Segment Start: Provided records

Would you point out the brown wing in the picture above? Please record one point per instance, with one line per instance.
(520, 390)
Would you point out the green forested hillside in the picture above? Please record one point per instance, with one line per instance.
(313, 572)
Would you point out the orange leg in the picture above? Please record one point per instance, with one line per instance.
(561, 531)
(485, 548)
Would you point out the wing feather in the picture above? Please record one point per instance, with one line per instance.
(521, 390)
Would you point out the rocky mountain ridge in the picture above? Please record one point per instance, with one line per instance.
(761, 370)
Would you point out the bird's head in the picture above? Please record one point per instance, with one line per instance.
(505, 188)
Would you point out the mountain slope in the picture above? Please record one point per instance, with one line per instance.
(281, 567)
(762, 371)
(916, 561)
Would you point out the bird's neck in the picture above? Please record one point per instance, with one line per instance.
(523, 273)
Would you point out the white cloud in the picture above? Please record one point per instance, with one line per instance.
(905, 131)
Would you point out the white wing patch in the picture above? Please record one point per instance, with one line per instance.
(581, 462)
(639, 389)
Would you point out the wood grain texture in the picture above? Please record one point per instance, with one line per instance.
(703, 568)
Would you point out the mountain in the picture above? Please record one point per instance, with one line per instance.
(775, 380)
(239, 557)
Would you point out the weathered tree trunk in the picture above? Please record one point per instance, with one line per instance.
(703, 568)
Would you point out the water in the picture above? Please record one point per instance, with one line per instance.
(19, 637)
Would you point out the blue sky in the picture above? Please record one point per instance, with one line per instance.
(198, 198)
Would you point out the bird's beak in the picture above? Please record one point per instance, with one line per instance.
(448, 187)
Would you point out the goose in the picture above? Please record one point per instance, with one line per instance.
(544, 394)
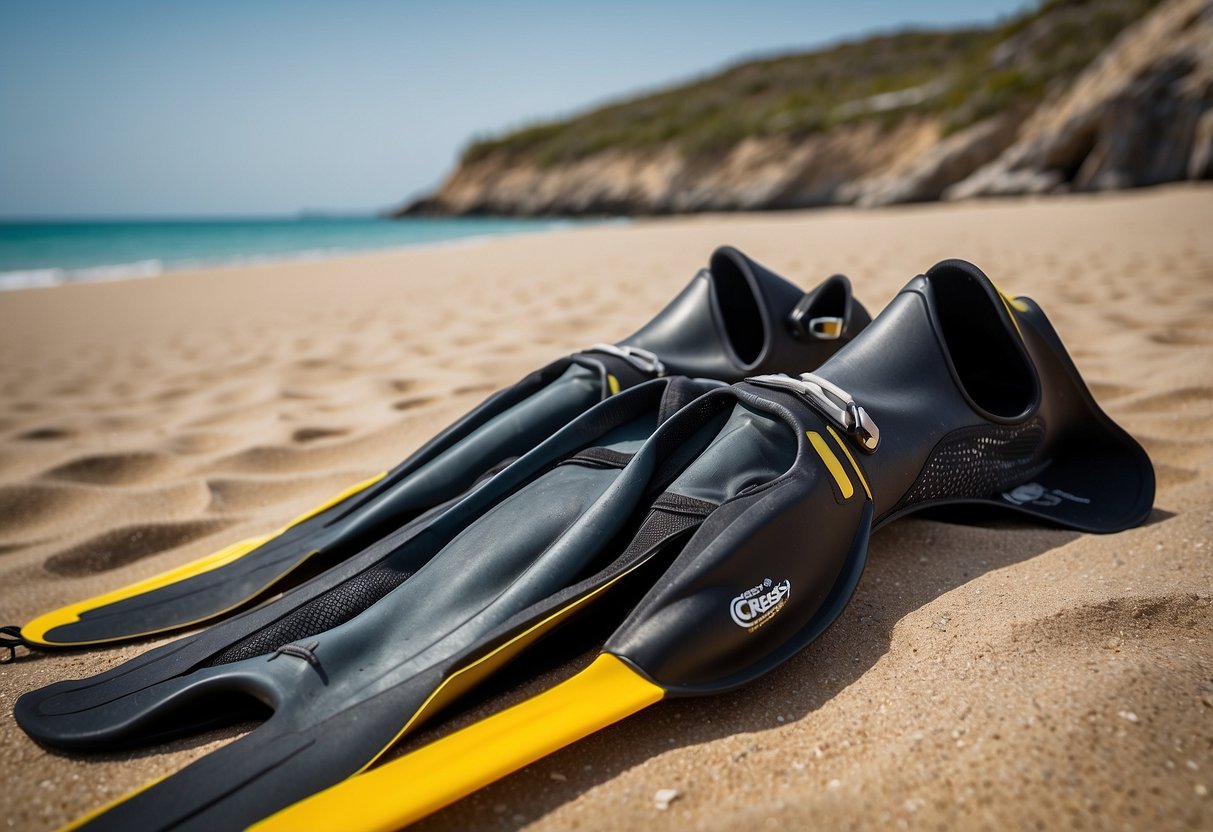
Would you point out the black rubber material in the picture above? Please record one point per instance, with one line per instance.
(749, 545)
(734, 318)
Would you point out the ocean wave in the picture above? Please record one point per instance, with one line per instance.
(57, 277)
(41, 278)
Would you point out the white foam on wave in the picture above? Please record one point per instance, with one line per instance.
(152, 268)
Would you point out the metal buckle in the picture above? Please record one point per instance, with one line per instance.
(642, 359)
(831, 402)
(825, 329)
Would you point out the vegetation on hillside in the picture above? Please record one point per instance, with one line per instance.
(961, 77)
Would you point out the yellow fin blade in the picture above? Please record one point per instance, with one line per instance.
(419, 784)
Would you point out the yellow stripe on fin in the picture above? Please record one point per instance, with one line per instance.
(852, 460)
(409, 788)
(832, 465)
(36, 630)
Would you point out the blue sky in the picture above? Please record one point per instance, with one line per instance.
(250, 107)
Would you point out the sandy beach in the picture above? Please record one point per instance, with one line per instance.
(997, 676)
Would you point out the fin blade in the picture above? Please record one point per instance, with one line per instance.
(36, 631)
(406, 790)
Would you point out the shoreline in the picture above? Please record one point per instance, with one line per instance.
(985, 676)
(154, 267)
(143, 269)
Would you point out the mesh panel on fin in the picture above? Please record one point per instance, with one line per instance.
(979, 461)
(334, 608)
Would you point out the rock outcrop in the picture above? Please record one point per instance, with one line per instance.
(1139, 114)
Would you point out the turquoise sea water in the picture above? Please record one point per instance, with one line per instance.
(43, 254)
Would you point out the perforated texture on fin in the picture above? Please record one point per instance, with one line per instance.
(334, 608)
(979, 461)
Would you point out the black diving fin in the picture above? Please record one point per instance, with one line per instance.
(735, 318)
(740, 525)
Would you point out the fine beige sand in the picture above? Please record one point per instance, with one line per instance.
(1000, 676)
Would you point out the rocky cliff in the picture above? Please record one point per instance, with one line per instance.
(1076, 95)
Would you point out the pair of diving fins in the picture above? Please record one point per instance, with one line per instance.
(707, 530)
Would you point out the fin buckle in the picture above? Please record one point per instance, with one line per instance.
(11, 639)
(836, 404)
(642, 359)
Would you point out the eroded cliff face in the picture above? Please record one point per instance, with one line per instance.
(1140, 114)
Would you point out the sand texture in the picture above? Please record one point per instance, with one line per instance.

Segment End: Provided records

▶ _What is being asked_
Your reply should repeat the entries above exactly, leaving the pictures out.

▶ _Reply to the task_
Would you point out the brown wing in the picture above? Please record one point per instance, with one line per instance.
(520, 390)
Would you point out the green forested hillside in the picture above? Please record one point per instance, with one line per instance.
(313, 572)
Would you point out the orange leg in the picture above? Please record one point per instance, with one line per instance.
(561, 531)
(485, 548)
Would you point out the wing feather in the picture above? Please record one point per instance, with one line per instance.
(521, 390)
Would you point out the rocky mountain ridge in the picture above? Please record one point per instance, with one line per instance.
(761, 370)
Would you point out the bird's head in the picture above? Please record one point per instance, with one line per instance.
(505, 188)
Would you point out the mountain slope in the picture above? Please record one point per instance, with one line per instance.
(281, 567)
(762, 371)
(916, 561)
Would you point out the bird's neck in the picture above? Please record one point per instance, with one line per instance.
(523, 273)
Would you point out the white cloud in the picture above? Please record one point per instance, with one line per instance.
(905, 131)
Would you point out the white wing patch in the picture above? Please record one point per instance, with one line per instance.
(581, 462)
(639, 389)
Would you point out the wood grain texture in the picture above? Please record one point per instance, with one line per instance.
(703, 568)
Would you point out the mountain in the picture above? Please record one point per instance, with one line per instance.
(775, 380)
(239, 557)
Would you point out the weathered tree trunk in the picture above? Please record one point per instance, with one line per instance.
(703, 568)
Would you point out the water in the picture above? Please record one point per instance, with one line per instance.
(19, 637)
Would you point out the blue sky in the picture above? Please record one point per instance, with one line per instance.
(198, 198)
Would you point out the bird's beak in the picture above? Please record one point per instance, with one line per instance.
(448, 187)
Would you point out the goose in the picture above? Please record one point per instance, with one line per instance.
(544, 394)
Would you point out the black rubber material in the picture above? Please record one point per instance, with one line per instance.
(749, 545)
(734, 318)
Would you point out the ocean wave in the picture above? Please record one point per instance, with one line per instance.
(57, 277)
(41, 278)
Would you point out the white foam on wave in the picture above? Please record one point per instance, with one line per instance.
(152, 268)
Would you point out the metal buckle in the picture above? Please record one point per instance, with one line per instance.
(642, 359)
(831, 402)
(825, 329)
Would you point out the vegetation on hillside in the picture above? Please record one point per instance, with one line per instance.
(961, 77)
Would you point out the yellow fin blade in the picture above? Please record one point per instance, with one line per instance.
(419, 784)
Would you point out the yellow stripe on fin in the picture above? Please record one point per instance, with one line per instance.
(852, 460)
(409, 788)
(832, 465)
(36, 630)
Would you point out the blue sky in the picture above? Please record one point per instance, with one line per instance.
(250, 107)
Would you point out the sandy beach in the picture above? Please record one point per instance, with one line per instance.
(997, 676)
Would you point out the fin blade in the picture above? Please record one point per instance, with one line per instance.
(36, 631)
(406, 790)
Would you point out the shoreline in the picture above? Please record one point per instance, with one line per instance.
(985, 676)
(154, 267)
(143, 269)
Would you point out the mesh panel on fin in the picture above? Please record one point per instance, with one line per instance.
(979, 461)
(334, 608)
Would you point out the rock outcrop in the picture above? Please record one point per instance, with one line per instance.
(1139, 114)
Would you point out the turquoise sea water in the picture above? Please record one point per instance, with one line per instance.
(43, 254)
Would you point out the perforated texture on fin in the picture above? Please record one point per instance, with one line per instance.
(334, 608)
(979, 461)
Would you point out the black diving fin in the picture above? Please record one point per instance, with one line per instance.
(735, 318)
(740, 525)
Would you point out the fine beige sand in the picture above? Please record one point per instance, with one line per instance.
(1000, 676)
Would you point out the rocky cliff in the picture above? Please record one point per instance, with one line per instance.
(1076, 95)
Would you point out the pair of diving fins in the picture above? Please record one point per instance, with one line per instance.
(707, 530)
Would you point out the fin buckle in the picture above? Please record one point per instance, with one line per instance.
(11, 639)
(836, 404)
(642, 359)
Would you point out the eroded cliff face in the picture above? Please record one point per instance, with one line per instance.
(1140, 114)
Would you point out the sand texture in the picture above? Please record one point per instance, with one line per instance.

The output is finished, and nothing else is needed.